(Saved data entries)
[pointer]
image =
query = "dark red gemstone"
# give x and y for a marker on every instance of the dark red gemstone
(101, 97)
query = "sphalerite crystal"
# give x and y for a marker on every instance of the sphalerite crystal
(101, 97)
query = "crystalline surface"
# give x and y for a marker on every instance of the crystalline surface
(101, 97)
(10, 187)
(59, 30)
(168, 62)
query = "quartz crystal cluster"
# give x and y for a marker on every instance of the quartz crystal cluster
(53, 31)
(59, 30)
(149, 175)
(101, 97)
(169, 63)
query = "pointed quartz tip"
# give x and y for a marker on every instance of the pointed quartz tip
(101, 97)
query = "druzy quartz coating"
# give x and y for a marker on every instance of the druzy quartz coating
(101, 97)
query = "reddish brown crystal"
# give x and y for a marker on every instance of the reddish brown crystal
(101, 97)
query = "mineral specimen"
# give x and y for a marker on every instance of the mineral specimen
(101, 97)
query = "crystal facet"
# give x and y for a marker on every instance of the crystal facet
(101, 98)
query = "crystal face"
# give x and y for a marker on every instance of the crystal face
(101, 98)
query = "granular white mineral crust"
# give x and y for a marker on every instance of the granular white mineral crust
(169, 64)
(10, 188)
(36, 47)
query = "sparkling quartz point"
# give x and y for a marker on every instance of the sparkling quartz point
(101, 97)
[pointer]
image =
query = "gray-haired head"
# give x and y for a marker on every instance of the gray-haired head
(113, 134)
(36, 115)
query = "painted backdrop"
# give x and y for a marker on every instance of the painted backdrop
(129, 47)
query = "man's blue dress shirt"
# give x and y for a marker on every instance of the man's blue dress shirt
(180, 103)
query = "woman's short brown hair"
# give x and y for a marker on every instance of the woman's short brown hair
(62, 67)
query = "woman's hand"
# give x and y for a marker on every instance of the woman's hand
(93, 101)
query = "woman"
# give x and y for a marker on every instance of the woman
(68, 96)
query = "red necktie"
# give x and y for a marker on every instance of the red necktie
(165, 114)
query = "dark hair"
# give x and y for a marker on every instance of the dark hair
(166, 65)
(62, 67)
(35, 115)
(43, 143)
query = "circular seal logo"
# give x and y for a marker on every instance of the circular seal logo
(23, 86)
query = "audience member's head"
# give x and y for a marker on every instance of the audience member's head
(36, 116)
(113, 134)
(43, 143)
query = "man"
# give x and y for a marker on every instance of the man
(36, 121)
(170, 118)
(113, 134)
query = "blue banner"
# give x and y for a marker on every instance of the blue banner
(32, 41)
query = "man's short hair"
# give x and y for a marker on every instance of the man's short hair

(REQUIREMENT)
Gather and copy out each line of the material above that contains the string "facet".

(OUTPUT BELOW)
query = "crystal facet"
# give x and y for a marker on every instance of the crystal facet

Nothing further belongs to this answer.